§ MATERIAL FOR THIS TASK:
________________

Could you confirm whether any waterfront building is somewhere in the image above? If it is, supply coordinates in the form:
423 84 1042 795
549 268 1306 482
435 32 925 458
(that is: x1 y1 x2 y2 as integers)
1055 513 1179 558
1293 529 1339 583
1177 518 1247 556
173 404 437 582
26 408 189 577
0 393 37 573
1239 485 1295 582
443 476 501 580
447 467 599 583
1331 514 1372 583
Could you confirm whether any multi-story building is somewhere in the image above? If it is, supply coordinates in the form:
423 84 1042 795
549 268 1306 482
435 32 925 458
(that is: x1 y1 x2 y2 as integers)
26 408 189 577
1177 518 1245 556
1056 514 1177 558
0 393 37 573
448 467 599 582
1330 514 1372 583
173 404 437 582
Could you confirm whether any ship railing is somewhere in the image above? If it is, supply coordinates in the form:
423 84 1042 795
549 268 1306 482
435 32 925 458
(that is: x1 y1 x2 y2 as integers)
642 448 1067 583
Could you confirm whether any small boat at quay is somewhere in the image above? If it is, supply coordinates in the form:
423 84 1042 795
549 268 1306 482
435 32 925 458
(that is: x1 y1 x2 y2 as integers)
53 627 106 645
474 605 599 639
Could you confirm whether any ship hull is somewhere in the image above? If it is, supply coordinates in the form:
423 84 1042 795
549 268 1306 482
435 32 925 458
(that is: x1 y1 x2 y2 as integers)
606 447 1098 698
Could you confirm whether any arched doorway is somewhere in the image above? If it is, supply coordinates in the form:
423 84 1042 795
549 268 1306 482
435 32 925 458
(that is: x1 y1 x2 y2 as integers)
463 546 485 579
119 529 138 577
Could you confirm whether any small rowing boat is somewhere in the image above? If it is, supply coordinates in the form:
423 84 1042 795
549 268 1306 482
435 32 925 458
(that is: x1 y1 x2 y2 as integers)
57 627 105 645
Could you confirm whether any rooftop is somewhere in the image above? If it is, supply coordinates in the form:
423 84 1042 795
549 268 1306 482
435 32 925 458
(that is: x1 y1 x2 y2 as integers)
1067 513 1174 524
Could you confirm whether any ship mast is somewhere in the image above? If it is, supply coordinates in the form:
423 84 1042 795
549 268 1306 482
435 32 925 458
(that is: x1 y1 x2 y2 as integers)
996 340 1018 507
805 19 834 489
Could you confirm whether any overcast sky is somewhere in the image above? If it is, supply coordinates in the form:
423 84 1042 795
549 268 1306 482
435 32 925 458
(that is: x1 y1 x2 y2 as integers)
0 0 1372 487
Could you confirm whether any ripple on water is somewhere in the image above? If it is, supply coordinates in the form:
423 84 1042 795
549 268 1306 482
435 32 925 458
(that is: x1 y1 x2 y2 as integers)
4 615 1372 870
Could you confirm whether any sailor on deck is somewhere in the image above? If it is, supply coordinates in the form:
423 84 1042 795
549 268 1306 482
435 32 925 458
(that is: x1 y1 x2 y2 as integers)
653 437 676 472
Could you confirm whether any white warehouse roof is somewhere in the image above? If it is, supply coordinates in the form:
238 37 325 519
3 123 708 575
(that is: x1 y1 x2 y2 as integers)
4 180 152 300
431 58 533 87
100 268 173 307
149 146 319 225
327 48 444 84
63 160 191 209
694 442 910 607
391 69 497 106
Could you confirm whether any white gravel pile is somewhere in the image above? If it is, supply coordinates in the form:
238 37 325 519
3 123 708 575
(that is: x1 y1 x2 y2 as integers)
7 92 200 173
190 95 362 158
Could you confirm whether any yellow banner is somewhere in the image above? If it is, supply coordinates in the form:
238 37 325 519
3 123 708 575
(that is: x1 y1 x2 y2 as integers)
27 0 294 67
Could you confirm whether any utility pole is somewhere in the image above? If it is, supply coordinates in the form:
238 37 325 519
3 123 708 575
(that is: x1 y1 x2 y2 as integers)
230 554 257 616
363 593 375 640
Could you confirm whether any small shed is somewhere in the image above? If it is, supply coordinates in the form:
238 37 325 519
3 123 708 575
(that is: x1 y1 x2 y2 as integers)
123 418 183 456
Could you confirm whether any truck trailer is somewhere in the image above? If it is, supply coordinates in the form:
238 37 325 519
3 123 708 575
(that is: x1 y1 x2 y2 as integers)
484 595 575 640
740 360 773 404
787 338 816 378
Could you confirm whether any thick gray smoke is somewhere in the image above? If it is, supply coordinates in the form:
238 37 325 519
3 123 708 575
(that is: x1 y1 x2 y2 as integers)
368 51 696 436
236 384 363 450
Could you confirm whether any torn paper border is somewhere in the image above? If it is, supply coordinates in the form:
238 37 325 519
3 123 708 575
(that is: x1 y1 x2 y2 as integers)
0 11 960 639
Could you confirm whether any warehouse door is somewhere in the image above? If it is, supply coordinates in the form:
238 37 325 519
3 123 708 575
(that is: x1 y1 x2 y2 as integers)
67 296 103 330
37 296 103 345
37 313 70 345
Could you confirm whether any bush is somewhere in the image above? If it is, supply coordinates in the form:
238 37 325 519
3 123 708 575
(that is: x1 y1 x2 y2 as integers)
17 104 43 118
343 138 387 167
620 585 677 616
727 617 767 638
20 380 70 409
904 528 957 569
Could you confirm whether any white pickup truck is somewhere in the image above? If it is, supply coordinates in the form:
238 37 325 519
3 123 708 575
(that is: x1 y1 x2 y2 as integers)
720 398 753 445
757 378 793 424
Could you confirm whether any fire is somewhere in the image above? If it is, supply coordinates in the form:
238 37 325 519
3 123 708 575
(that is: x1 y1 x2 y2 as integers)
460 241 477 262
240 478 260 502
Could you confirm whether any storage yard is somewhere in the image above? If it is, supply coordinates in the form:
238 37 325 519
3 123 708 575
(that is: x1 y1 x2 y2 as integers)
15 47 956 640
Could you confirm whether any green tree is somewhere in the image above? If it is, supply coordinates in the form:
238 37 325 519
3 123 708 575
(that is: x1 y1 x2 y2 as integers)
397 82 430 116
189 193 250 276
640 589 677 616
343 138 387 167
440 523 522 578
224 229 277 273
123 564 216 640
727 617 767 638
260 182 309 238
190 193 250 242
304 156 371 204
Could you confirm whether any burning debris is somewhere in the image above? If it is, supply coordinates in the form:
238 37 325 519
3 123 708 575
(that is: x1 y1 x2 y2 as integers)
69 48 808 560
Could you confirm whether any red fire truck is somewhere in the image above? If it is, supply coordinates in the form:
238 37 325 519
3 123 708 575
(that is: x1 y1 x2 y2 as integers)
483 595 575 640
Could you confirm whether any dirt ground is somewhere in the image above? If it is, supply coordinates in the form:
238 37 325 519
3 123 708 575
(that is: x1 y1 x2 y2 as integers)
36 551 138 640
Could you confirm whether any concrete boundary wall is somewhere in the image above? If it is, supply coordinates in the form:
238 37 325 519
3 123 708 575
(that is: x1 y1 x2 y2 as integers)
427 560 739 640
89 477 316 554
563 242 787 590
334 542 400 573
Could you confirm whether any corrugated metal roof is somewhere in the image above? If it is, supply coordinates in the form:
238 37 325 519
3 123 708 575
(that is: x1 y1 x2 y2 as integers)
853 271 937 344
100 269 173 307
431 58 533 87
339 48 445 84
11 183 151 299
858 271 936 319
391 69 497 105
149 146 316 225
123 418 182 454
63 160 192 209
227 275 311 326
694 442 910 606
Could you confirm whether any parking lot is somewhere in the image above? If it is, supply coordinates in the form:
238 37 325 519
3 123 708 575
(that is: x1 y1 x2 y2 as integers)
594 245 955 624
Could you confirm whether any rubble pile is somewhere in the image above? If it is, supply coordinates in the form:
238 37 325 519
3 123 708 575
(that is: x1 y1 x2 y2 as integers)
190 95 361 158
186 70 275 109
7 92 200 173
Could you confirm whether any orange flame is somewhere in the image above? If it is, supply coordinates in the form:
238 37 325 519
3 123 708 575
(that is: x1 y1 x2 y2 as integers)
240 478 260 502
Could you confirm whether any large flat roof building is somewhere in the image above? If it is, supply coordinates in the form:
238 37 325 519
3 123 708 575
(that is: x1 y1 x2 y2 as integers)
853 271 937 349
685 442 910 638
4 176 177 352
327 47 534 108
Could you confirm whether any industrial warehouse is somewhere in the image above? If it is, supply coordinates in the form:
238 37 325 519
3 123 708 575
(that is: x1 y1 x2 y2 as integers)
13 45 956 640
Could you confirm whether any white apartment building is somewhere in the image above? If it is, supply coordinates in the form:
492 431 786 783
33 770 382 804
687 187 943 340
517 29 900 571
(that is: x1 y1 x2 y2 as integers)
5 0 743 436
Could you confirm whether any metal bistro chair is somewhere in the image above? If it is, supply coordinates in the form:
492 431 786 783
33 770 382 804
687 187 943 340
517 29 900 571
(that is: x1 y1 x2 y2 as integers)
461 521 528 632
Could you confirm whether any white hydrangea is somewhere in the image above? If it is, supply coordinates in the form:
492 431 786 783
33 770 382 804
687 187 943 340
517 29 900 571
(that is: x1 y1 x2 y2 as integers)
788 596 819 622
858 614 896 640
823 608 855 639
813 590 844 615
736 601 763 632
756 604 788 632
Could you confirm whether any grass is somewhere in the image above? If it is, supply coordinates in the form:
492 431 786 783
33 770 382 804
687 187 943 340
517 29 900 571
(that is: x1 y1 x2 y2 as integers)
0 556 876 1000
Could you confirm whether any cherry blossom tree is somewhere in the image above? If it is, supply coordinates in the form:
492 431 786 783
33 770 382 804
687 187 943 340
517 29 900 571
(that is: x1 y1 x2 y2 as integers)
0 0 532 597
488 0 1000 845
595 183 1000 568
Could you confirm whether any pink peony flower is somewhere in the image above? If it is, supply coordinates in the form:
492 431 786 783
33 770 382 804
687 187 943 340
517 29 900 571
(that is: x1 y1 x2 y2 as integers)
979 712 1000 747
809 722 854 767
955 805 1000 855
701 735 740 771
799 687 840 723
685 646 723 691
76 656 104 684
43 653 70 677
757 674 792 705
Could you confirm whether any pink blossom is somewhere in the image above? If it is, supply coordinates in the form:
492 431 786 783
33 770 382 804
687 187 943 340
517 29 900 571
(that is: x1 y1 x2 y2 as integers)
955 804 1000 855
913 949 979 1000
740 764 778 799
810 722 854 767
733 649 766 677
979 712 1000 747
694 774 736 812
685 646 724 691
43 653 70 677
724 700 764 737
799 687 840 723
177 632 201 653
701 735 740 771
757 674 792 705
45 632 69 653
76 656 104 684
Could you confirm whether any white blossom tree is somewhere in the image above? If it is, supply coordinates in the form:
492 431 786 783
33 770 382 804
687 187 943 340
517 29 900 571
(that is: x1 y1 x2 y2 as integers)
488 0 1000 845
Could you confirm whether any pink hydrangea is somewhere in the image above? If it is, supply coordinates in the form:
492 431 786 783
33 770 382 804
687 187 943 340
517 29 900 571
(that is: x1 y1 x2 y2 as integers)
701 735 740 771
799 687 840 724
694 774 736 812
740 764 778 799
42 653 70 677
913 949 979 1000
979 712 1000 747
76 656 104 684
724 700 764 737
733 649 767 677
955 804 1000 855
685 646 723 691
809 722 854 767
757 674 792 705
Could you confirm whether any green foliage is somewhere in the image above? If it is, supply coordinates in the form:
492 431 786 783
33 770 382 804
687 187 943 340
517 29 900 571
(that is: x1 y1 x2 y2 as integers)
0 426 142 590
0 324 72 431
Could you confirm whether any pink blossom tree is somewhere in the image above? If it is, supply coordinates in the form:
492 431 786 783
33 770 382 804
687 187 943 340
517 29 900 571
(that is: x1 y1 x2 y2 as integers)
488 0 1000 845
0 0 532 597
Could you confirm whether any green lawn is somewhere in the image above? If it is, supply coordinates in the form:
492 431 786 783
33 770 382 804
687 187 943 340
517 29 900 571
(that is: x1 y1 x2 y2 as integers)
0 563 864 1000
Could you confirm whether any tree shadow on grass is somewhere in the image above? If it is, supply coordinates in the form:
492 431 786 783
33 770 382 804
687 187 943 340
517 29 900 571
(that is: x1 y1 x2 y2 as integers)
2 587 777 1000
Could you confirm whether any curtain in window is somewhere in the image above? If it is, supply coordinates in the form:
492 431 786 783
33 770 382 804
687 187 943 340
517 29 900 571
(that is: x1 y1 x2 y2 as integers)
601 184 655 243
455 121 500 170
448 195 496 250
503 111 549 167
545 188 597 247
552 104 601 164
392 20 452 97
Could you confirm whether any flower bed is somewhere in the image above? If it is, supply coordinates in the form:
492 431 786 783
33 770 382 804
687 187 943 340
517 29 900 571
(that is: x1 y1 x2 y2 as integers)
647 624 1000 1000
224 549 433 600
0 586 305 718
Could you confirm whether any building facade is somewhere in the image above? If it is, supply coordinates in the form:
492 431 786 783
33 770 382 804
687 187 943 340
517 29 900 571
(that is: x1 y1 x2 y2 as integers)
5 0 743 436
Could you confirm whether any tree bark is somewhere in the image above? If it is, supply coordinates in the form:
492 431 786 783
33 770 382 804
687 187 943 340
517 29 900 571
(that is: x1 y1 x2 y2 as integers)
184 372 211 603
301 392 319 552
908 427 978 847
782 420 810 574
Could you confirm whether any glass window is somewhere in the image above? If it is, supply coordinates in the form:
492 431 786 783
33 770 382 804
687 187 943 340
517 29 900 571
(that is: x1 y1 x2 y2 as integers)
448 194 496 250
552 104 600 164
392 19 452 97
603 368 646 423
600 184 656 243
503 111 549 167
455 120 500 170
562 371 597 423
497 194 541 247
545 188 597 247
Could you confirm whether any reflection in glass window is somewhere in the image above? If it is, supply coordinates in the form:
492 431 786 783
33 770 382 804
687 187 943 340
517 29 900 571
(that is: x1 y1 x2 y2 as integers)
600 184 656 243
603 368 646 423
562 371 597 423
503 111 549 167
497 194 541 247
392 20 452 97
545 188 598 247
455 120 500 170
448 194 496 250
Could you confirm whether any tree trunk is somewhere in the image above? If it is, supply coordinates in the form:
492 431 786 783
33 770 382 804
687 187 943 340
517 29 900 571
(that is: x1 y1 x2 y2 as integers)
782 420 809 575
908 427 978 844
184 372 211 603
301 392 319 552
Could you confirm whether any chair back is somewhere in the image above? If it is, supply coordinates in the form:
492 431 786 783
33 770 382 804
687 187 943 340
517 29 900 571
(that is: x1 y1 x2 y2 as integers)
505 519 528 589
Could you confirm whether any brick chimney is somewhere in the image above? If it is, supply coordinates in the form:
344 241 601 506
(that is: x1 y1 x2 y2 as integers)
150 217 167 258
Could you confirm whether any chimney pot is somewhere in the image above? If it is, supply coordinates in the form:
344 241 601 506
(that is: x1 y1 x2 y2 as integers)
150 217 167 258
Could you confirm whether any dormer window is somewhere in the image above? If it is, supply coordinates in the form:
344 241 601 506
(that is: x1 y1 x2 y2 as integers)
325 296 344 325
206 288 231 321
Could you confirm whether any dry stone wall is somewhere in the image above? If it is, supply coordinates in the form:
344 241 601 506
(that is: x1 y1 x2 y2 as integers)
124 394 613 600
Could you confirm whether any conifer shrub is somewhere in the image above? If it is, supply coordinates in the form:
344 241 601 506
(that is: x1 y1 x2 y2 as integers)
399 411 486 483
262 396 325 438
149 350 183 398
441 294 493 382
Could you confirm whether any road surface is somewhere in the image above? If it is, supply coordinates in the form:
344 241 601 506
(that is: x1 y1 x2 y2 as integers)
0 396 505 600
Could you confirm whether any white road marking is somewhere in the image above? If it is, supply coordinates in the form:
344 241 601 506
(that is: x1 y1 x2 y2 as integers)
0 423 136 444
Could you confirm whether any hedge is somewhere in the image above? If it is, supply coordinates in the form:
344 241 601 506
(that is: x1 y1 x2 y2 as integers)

________________

§ THE EXERCISE: Extract the rows between the line containing "Could you confirm whether any corrugated" and the line containing "391 69 497 105", inclusive, and repeat them without any change.

§ SOLUTION TO THIS EXERCISE:
Could you confirm whether any corrugated metal roof is somewhere in the image above? If it is, supply coordinates in the form:
238 37 325 519
3 123 708 575
(that is: x1 y1 x2 y2 as integers)
853 271 937 344
100 269 173 307
431 58 533 87
339 48 445 84
11 183 151 299
858 271 936 319
391 69 497 105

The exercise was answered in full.